TASK DESCRIPTION
Starting at the top of the records below and ending with the line that contains "positive clicks: (163, 147)", print each line exactly as written, skipping the pictures.

··········

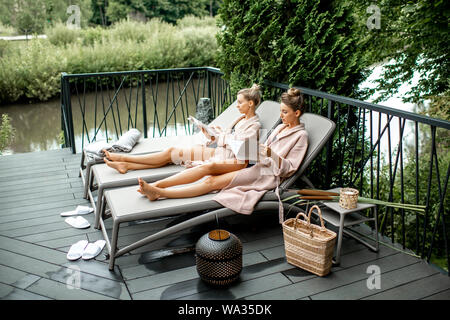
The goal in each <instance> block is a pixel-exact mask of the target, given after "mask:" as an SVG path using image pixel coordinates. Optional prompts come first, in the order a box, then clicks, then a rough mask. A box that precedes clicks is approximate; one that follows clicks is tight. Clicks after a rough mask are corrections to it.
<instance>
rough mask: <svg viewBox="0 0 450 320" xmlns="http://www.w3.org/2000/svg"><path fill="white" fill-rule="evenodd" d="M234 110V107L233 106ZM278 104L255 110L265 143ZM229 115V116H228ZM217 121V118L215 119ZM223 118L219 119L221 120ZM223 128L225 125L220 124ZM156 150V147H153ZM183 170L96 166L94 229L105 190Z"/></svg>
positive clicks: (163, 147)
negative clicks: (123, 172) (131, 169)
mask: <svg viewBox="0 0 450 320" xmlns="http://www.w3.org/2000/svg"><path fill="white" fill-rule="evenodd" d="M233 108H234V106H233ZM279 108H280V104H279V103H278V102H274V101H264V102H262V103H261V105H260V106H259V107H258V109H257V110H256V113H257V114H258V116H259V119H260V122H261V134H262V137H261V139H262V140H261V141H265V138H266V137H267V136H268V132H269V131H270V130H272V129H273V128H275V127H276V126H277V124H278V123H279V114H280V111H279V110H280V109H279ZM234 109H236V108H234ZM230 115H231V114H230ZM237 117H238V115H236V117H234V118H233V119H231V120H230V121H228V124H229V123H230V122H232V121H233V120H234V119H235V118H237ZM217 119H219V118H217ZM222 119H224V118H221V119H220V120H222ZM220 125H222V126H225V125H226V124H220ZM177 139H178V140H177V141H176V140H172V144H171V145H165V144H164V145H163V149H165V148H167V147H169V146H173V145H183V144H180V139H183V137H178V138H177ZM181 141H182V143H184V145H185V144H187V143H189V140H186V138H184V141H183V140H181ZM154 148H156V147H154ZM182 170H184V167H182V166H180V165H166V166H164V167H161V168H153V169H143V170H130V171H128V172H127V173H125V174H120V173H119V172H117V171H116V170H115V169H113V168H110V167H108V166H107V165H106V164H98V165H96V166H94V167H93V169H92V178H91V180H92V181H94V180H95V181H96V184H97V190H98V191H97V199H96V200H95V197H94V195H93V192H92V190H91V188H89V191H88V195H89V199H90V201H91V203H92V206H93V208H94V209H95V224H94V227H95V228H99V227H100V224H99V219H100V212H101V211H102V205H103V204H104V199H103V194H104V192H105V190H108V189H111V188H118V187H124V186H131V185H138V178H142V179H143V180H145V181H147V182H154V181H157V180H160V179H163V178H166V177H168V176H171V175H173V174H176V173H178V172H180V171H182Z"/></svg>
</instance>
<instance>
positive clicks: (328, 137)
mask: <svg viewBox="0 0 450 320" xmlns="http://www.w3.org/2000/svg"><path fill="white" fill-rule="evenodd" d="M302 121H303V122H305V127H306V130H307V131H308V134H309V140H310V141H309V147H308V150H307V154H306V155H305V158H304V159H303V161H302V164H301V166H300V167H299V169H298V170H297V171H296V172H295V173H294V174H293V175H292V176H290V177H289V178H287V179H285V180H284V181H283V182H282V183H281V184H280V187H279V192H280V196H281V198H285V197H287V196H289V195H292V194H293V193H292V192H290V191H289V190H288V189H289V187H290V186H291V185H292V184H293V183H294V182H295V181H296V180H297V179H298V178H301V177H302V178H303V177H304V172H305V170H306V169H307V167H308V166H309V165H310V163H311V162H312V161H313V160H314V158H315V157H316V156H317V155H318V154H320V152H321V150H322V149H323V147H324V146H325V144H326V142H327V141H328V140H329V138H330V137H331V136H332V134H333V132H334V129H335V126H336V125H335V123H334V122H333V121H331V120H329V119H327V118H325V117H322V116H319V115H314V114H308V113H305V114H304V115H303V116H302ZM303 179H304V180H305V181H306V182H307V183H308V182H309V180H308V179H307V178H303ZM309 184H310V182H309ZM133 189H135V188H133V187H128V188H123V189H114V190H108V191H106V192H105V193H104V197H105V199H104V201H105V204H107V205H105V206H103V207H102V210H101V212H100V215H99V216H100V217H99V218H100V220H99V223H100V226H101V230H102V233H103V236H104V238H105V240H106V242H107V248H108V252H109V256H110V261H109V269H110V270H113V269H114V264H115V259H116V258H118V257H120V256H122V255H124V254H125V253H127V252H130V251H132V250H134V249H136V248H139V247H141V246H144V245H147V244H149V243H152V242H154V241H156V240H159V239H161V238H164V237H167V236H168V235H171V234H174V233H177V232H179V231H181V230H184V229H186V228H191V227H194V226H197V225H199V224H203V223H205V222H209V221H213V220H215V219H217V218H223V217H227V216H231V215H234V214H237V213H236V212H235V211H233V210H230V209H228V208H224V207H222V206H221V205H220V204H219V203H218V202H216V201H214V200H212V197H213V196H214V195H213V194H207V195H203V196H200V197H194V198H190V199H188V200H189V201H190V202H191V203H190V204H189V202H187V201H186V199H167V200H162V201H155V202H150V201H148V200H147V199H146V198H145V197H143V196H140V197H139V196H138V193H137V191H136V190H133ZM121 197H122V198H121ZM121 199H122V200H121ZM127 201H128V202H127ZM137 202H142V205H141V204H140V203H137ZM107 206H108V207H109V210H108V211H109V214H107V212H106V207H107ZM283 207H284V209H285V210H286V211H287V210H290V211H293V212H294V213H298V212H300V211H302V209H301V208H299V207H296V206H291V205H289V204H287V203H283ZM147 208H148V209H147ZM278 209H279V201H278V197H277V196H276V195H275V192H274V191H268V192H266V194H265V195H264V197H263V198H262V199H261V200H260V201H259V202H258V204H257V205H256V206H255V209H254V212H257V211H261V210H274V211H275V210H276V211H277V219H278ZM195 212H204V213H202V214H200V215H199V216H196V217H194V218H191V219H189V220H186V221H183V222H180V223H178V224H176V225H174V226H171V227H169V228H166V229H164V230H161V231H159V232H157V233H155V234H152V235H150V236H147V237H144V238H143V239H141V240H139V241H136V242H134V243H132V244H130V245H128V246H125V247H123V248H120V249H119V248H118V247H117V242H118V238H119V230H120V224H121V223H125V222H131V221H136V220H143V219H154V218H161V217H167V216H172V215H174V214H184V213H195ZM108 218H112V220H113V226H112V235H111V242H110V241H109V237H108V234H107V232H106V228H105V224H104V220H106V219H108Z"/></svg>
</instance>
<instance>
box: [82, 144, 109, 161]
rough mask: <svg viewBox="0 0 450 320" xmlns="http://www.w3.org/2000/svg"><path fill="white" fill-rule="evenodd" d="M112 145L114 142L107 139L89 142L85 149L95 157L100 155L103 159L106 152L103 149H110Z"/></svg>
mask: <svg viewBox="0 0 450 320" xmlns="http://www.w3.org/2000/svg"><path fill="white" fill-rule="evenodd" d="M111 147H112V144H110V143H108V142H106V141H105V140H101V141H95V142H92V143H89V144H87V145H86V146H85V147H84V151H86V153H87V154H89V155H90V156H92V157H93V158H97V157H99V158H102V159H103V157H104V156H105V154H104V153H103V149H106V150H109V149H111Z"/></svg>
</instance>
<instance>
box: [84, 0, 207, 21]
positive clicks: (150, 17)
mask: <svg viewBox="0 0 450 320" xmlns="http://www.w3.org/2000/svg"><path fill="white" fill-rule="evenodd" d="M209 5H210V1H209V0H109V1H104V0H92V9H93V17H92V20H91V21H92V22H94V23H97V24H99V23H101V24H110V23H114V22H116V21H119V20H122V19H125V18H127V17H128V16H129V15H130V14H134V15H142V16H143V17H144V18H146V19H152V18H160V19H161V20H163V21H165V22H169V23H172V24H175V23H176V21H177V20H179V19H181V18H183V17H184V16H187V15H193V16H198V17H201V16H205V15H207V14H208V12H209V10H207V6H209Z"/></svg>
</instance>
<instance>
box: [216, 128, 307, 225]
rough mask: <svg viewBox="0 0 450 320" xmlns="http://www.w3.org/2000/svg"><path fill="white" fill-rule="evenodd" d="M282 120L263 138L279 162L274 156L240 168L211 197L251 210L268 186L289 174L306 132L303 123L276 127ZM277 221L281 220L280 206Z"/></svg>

··········

TASK SOLUTION
The goal in each <instance> block is a pixel-exact mask of the target, given after "mask:" as an SVG path using image pixel coordinates. Optional prompts come first, in the order a box, then clicks, then a rough mask. A box that precedes clicks is approximate; one that follows clicks is tight. Clicks after a rough mask are corrections to it.
<instance>
rough mask: <svg viewBox="0 0 450 320" xmlns="http://www.w3.org/2000/svg"><path fill="white" fill-rule="evenodd" d="M234 110V107L233 106ZM278 104L255 110L265 143ZM229 115V116H228ZM217 121V118L215 119ZM223 118L219 119L221 120ZM223 128L225 125L220 124ZM156 150V147H153ZM183 170L96 166L94 229L105 190Z"/></svg>
positive clicks: (163, 147)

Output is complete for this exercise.